## WORK ITEM
Set down exactly the lines from the one containing "162L550 154L543 157L529" through the end of the records below, both included, and nothing else.

-- DATA SUPPLIED follows --

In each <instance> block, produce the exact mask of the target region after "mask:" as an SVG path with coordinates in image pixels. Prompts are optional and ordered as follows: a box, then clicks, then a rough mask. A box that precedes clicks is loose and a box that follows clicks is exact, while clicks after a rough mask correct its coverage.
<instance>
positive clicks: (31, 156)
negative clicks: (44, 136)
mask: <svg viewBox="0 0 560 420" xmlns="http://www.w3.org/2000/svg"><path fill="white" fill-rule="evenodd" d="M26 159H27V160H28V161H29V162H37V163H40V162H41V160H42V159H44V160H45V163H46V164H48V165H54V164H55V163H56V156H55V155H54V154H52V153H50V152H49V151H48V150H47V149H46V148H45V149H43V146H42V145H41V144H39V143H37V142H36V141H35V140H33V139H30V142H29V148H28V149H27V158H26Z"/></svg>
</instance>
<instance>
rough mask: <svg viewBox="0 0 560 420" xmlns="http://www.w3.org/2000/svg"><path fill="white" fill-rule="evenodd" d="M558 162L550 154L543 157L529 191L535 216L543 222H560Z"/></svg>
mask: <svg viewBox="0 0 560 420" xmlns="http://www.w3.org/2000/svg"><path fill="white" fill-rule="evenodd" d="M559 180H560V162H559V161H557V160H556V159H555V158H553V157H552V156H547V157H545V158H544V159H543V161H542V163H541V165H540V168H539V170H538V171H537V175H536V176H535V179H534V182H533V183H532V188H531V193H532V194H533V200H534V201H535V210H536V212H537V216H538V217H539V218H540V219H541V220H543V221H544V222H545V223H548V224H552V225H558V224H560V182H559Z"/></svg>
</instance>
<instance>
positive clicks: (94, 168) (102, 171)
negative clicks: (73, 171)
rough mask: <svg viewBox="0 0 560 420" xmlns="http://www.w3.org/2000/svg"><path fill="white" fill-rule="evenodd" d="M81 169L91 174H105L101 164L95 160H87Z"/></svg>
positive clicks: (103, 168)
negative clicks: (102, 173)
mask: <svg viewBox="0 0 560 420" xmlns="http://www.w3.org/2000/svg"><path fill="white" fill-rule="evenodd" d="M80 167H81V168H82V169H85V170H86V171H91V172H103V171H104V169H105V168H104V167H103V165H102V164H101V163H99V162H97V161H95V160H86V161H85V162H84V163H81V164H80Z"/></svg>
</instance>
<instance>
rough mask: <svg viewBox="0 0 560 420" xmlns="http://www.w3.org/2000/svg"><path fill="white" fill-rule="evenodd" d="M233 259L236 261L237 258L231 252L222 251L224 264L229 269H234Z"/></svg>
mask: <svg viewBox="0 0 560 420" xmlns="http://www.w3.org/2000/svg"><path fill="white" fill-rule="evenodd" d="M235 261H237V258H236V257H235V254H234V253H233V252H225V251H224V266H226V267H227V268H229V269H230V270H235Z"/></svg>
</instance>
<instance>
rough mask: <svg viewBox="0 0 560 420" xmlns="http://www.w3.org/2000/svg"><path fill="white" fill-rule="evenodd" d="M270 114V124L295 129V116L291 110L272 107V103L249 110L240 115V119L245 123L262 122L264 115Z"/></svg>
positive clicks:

-- DATA SUPPLIED concluded --

## SOLVED PROBLEM
rough mask: <svg viewBox="0 0 560 420" xmlns="http://www.w3.org/2000/svg"><path fill="white" fill-rule="evenodd" d="M558 162L550 154L543 157L529 191L535 216L543 222H560Z"/></svg>
mask: <svg viewBox="0 0 560 420" xmlns="http://www.w3.org/2000/svg"><path fill="white" fill-rule="evenodd" d="M559 180H560V162H559V161H557V160H556V159H555V158H553V157H552V156H547V157H545V158H544V159H543V161H542V163H541V165H540V168H539V170H538V171H537V175H536V176H535V179H534V182H533V183H532V188H531V193H532V194H533V200H534V201H535V210H536V212H537V216H538V217H539V218H540V219H541V220H543V221H544V222H545V223H548V224H552V225H558V224H560V182H559Z"/></svg>
</instance>
<instance>
positive clicks: (94, 168) (102, 171)
negative clicks: (73, 171)
rough mask: <svg viewBox="0 0 560 420" xmlns="http://www.w3.org/2000/svg"><path fill="white" fill-rule="evenodd" d="M81 169L91 174H105L101 164L95 160H87Z"/></svg>
positive clicks: (103, 168)
negative clicks: (102, 173)
mask: <svg viewBox="0 0 560 420" xmlns="http://www.w3.org/2000/svg"><path fill="white" fill-rule="evenodd" d="M80 167H81V168H82V169H85V170H86V171H91V172H103V171H104V169H105V168H104V167H103V165H102V164H101V163H99V162H97V161H95V160H86V161H85V162H84V163H81V164H80Z"/></svg>
</instance>
<instance>
rough mask: <svg viewBox="0 0 560 420" xmlns="http://www.w3.org/2000/svg"><path fill="white" fill-rule="evenodd" d="M233 259L236 261L237 258L231 252L222 251L224 264L229 269H234Z"/></svg>
mask: <svg viewBox="0 0 560 420" xmlns="http://www.w3.org/2000/svg"><path fill="white" fill-rule="evenodd" d="M235 261H237V258H236V257H235V254H234V253H233V252H225V251H224V266H226V267H227V268H229V269H230V270H235Z"/></svg>
</instance>
<instance>
rough mask: <svg viewBox="0 0 560 420" xmlns="http://www.w3.org/2000/svg"><path fill="white" fill-rule="evenodd" d="M270 114V124L295 129V116L291 110L272 107V103L249 110L240 115V119L245 123L262 122L264 115Z"/></svg>
positive clicks:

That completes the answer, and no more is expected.